● Work task
Collect each line of the entries that holds the string "cabinet".

● Records contained in a dataset
============================================================
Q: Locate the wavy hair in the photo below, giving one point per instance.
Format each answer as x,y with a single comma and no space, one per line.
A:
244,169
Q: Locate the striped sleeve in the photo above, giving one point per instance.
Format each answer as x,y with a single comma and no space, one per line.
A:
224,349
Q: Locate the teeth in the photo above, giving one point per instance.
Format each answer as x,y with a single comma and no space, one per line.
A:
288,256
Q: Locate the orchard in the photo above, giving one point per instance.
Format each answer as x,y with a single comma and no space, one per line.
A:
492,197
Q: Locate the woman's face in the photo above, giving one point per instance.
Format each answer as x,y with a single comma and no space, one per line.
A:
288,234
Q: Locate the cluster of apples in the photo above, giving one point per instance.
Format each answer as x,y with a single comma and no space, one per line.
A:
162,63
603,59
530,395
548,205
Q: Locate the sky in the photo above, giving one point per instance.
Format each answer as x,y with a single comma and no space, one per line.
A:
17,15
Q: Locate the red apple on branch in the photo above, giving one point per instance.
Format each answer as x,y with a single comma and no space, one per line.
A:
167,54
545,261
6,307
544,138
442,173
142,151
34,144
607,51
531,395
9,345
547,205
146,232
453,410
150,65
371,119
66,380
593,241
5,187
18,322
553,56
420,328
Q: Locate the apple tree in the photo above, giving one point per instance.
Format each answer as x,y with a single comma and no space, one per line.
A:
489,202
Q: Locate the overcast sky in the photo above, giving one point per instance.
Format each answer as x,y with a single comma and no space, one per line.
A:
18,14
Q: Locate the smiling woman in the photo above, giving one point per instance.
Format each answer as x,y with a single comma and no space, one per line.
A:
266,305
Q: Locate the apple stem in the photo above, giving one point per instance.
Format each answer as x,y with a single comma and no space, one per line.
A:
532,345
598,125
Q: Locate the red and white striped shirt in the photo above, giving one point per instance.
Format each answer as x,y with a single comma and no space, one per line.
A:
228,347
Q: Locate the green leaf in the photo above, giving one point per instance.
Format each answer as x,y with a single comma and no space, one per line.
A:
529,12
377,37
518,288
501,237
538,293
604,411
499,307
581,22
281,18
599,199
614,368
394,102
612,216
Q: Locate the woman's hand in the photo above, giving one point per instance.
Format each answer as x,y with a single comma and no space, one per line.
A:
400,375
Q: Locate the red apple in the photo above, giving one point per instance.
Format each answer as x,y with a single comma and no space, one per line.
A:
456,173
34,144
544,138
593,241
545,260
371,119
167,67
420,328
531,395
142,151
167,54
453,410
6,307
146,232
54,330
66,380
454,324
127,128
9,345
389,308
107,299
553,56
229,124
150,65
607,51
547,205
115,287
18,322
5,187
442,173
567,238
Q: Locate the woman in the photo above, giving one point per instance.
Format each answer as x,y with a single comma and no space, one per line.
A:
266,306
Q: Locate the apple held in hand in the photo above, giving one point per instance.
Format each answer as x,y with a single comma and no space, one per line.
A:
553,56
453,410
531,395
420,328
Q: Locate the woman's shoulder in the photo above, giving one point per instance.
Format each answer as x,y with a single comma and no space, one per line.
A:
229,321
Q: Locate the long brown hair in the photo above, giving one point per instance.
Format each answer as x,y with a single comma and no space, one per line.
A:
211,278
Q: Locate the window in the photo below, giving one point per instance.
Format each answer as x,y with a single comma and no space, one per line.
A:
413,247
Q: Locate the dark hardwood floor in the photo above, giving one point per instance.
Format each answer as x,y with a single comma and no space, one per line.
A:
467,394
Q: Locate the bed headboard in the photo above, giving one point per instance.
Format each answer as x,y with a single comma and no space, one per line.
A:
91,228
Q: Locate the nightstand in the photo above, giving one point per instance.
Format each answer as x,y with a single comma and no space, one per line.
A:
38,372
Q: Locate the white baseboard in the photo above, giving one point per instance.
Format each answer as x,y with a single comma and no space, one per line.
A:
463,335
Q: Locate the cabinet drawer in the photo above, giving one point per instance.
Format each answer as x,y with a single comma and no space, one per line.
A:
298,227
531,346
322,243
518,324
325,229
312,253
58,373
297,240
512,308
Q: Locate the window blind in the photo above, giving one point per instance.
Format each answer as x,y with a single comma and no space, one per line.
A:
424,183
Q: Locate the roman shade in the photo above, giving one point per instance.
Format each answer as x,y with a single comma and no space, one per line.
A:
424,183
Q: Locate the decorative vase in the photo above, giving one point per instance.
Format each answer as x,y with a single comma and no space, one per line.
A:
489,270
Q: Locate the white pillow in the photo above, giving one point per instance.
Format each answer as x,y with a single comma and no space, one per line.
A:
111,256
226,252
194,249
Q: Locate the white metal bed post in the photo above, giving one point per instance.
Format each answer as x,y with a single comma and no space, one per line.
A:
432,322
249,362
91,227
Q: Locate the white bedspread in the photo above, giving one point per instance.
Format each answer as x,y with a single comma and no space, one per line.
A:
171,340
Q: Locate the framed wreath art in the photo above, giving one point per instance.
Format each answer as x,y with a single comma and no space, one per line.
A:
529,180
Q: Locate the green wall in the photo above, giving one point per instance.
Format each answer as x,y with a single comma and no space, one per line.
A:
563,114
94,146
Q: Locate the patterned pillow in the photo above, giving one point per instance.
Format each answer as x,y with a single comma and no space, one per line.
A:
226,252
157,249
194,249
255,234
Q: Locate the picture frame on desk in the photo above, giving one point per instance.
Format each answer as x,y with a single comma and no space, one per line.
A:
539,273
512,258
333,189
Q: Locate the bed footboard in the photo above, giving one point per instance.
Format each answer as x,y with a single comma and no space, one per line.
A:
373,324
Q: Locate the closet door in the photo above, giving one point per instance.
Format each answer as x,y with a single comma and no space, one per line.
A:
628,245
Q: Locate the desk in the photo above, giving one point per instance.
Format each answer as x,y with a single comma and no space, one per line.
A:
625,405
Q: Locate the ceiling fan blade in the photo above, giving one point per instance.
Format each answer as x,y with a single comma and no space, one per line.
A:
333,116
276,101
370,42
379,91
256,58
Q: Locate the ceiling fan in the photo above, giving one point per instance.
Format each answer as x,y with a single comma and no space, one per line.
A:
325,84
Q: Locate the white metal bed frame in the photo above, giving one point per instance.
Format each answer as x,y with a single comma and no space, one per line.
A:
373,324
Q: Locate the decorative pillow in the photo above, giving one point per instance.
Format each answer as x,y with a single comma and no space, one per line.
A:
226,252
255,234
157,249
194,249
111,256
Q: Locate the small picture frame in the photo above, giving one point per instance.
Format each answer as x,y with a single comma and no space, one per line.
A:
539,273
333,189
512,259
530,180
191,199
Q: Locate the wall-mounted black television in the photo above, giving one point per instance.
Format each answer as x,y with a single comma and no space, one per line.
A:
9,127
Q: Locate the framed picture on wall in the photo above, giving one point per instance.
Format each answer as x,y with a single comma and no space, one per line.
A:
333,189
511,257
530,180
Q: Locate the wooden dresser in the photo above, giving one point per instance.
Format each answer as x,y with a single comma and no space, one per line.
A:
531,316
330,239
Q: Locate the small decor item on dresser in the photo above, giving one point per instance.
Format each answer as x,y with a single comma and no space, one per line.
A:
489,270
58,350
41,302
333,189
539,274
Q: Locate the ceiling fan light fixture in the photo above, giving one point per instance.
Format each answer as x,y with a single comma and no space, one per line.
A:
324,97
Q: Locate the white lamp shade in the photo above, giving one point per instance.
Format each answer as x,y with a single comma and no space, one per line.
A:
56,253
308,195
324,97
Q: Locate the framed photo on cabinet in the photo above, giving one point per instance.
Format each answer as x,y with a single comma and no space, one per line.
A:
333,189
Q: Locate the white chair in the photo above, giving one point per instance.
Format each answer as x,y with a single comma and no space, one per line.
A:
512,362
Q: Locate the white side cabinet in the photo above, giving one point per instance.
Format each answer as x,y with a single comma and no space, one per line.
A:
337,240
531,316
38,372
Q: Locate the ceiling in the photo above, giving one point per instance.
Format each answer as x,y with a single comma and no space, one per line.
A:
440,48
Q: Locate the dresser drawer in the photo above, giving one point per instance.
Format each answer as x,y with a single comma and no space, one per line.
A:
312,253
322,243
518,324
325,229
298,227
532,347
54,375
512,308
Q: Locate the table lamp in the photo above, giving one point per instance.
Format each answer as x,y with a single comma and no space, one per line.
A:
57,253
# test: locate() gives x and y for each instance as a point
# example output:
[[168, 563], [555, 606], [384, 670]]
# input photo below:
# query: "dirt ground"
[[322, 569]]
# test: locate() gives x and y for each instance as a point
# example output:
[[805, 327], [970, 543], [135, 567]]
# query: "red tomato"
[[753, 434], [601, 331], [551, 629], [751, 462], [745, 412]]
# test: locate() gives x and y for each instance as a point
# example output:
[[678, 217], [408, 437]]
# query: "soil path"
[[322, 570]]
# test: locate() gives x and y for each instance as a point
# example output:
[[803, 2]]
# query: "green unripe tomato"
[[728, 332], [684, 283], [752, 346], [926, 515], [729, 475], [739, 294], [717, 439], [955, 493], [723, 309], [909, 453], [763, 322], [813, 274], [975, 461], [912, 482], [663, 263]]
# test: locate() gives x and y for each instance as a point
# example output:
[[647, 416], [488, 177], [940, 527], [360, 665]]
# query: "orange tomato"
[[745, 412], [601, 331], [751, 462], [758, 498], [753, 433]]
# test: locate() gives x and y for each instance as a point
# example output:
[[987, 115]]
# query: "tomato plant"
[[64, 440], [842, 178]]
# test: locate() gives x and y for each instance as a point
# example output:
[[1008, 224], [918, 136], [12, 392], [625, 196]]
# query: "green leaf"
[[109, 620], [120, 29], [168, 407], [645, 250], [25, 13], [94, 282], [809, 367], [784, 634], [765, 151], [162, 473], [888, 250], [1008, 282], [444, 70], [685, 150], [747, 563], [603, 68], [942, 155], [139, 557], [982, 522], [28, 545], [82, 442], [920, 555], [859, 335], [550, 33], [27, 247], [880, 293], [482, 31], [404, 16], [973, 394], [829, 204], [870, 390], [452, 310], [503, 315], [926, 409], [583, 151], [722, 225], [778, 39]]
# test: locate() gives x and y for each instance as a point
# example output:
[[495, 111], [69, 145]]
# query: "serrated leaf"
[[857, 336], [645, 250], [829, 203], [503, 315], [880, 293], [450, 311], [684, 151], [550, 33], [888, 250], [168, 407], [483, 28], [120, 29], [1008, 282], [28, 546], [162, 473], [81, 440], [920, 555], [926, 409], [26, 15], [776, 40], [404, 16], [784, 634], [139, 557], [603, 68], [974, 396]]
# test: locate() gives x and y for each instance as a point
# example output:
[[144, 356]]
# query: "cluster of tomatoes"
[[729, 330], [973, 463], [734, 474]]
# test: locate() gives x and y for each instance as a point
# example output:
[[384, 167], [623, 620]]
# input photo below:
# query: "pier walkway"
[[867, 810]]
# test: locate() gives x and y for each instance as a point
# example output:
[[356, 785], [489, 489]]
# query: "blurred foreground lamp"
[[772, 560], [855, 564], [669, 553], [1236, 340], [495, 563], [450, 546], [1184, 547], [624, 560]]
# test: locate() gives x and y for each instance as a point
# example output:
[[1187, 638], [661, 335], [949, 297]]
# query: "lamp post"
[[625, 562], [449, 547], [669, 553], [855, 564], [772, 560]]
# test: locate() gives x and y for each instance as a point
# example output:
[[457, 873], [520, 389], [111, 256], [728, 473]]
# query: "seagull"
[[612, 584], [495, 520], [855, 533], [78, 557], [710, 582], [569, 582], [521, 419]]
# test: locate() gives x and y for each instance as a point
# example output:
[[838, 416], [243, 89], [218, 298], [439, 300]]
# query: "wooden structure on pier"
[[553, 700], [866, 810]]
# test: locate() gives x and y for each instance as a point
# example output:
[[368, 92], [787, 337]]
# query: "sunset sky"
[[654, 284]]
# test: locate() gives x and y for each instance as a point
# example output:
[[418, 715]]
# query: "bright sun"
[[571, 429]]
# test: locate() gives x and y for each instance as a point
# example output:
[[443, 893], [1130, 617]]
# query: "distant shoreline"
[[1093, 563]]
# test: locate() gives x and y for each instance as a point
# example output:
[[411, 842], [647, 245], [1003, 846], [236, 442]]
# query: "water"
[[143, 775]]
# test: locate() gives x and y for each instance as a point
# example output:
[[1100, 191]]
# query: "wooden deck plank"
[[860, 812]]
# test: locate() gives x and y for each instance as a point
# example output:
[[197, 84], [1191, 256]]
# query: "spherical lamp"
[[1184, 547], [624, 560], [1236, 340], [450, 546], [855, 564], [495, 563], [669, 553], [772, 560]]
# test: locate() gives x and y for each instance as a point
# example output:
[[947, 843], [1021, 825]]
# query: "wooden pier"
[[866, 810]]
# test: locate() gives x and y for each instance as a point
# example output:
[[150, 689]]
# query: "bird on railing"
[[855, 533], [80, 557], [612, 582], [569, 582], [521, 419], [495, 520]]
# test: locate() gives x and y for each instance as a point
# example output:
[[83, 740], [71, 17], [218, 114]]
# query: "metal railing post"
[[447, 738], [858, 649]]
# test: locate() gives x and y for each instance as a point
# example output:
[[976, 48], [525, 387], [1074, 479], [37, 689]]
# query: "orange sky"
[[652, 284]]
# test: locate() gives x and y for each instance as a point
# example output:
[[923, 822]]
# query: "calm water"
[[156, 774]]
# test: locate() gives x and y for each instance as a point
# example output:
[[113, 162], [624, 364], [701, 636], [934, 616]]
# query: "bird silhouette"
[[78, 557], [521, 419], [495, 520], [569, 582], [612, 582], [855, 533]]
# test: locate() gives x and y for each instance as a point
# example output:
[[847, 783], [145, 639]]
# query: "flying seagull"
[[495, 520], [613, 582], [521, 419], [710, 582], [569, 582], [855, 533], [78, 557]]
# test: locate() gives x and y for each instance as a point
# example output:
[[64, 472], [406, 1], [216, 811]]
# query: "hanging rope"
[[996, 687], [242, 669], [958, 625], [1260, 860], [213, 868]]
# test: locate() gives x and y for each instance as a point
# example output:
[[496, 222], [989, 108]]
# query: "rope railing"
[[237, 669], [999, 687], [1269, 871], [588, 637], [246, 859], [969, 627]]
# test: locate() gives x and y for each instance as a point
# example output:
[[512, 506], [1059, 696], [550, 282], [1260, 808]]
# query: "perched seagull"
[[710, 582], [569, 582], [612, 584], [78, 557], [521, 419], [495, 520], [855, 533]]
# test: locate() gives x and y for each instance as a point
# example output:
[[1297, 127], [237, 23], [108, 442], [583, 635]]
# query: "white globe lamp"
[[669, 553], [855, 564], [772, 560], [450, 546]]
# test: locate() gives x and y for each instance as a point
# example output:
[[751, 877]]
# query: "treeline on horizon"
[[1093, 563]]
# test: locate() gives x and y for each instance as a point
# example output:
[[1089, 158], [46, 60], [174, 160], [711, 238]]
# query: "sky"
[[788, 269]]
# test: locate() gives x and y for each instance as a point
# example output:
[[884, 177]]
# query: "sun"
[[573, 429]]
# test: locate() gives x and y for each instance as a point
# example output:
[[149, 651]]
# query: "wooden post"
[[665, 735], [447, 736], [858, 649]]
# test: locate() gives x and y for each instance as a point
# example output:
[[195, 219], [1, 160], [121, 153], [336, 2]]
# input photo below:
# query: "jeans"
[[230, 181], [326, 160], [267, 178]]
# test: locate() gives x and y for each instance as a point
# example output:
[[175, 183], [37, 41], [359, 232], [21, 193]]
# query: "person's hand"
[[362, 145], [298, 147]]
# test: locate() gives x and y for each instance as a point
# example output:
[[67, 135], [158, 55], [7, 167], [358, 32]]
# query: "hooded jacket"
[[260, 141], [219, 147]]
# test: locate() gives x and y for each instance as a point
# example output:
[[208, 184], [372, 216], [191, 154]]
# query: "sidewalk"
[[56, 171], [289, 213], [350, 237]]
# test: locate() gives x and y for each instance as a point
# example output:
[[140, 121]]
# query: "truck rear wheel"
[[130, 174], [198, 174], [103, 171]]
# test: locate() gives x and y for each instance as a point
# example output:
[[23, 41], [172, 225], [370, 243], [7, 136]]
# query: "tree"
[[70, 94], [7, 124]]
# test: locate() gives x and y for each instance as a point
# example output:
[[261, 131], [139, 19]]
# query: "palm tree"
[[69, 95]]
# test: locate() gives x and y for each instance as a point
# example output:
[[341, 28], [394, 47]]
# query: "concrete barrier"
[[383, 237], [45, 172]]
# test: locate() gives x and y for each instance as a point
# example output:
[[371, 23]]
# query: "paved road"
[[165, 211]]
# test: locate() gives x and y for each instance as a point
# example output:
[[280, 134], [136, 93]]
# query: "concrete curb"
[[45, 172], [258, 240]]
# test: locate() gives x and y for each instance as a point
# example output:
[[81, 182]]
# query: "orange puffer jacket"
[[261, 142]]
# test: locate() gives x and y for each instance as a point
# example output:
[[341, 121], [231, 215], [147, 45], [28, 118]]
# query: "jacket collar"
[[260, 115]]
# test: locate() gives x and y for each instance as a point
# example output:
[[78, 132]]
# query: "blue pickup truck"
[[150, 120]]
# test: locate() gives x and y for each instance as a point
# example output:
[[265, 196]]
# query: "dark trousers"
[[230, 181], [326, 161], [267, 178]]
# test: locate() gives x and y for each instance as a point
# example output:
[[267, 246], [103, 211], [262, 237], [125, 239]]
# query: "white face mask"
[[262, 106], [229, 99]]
============================================================
● Task answer
Q: Locate the cabinet drawer in the photo above, giving one point per instance.
Q: Locate the framed photo on cabinet in the photo above, giving one point per instance.
Q: Locate the white side cabinet in the photo above, giving one point per instance.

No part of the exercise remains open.